* start Selection *
It must be emphasized that the envelope was located at the very point where Colquitt's furtive gesture had been directed. The manila "coin" envelope, although a common object, is necessarily colored by the circumstances surrounding its discovery. Officer Hill testified that based on his eight years of experience dealing with narcotics offenses he concluded that the envelope contained narcotics. He noted that he had been involved in hundreds of drug related arrests and in perhaps 20% of those arrests these small manila envelopes were involved. (Record at 14.) He stated that: "Most every time I had a narcotic arrest involving one of those envelopes, it would be the carrier of the narcotics that I was seizing...." (Record at 15.) In Bell v. United States, 102 U.S.App.D.C. 383, 387, 254 F.2d 82, 86 (1958), the court comments:
An officer experienced in narcotics traffic may find probable cause in the... appearance of paraphernalia which to the lay eye is without significance. His action is not measured by what might be probable cause to an untrained civilian passerby .... The question is what constituted probable cause in the eyes of the reasonable, cautious and prudent police *518 officer under the circumstances of the moment.
The problem ... is one of probabilities not certainties and not necessarily eventual truth.... [R]oom must be allowed for some mistakes, so long as the mistakes are those of reasonable men, acting on facts leading sensibly to their conclusions of probability.
We emphasize that we do not say that the mere presence of the manila "coin" envelope created probable cause to believe it contained narcotics merely because it is frequently used for that purpose. Rather, we emphasize in concluding the officer had probable cause to seize this particular envelope as containing drugs (1) the suspicious circumstances in which the appellants and the envelope were discovered, (2) the furtive movements by appellants upon encountering the police, and (3) the location of the envelope, viz., not in the back seat or glove compartment, but at the exact spot where Colquitt's furtive gesture suggested an object was being placed. We note further that this episode involving the envelope took place in an area notorious for a high degree of narcotics use, not at a bank or at the shop of a stamp dealer. While the police officer's experience with such envelopes and the character of the surrounding neighborhood are not in and of themselves sufficient to create probable cause, they are significant factors which when taken with the other factors set forth above cannot be ignored while evaluating the reasonableness of the police officer's response.
* end Selection *
* start Dataset records *
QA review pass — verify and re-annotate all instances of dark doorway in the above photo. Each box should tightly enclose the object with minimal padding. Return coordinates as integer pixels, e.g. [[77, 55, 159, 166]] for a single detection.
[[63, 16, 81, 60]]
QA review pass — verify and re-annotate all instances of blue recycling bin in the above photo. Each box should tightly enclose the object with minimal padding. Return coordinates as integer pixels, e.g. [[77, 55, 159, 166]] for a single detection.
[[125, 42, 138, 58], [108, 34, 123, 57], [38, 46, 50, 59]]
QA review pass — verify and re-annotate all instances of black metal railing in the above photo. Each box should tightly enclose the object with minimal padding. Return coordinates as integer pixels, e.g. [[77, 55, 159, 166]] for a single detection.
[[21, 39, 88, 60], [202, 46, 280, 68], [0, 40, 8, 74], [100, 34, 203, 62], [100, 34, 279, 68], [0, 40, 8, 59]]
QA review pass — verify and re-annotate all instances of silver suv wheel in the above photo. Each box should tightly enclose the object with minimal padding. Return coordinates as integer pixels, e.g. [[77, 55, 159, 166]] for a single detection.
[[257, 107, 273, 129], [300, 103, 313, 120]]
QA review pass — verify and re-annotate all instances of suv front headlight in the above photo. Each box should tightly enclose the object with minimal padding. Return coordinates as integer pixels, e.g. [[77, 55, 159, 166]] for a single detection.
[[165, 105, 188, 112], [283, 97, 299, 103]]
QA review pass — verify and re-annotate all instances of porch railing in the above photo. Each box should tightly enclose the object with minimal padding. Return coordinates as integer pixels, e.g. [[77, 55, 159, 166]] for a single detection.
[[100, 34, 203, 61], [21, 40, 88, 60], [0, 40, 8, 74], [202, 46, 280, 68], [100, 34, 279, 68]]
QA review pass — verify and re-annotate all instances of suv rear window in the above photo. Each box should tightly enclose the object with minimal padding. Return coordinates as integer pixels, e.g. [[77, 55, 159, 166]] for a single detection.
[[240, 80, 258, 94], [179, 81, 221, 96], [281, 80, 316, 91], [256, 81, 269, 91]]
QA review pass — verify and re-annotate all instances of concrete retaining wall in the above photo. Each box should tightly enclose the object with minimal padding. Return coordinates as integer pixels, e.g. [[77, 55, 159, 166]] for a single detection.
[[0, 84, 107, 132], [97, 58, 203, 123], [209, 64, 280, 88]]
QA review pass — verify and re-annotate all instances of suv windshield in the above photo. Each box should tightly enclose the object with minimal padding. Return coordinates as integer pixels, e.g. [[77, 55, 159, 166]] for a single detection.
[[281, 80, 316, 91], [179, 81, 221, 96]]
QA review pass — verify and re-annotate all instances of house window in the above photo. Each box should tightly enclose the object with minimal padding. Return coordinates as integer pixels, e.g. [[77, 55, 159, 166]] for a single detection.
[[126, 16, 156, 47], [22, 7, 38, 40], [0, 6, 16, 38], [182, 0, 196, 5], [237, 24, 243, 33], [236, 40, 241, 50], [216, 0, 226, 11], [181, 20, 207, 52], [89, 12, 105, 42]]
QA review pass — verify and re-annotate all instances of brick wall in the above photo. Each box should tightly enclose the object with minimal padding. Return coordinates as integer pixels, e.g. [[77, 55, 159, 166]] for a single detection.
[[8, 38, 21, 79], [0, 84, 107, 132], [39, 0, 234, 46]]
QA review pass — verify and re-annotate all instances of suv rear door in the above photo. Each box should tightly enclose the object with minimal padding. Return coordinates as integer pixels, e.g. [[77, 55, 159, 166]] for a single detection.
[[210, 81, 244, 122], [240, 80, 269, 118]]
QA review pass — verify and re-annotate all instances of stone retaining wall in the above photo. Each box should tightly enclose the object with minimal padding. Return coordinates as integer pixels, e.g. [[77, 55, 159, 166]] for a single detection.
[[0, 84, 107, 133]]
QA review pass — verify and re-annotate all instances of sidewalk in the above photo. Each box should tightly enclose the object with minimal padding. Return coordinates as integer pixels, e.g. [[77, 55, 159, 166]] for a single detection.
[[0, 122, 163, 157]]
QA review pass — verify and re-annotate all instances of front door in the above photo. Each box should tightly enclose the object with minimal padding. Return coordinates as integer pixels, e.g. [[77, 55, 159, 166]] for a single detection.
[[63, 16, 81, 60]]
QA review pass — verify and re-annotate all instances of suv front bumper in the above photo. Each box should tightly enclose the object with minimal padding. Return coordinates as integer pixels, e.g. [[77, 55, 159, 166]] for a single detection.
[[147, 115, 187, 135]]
* end Dataset records *
Instruction A: In the probable cause passage, please reproduce the section between "The problem ..." and "conclusions of probability.", inclusive, substituting "guarantees" for "certainties".
Instruction B:
Answer these questions from the probable cause passage:
(i) How many years of experience did Officer Hill have dealing with narcotics offenses?
(ii) In what year was Bell v. United States decided?
(iii) The area where the episode took place was notorious for what?

Task response A:
The problem ... is one of probabilities not guarantees and not necessarily eventual truth.... [R]oom must be allowed for some mistakes, so long as the mistakes are those of reasonable men, acting on facts leading sensibly to their conclusions of probability.

Task response B:
(i) Eight years.
(ii) 1958.
(iii) A high degree of narcotics use.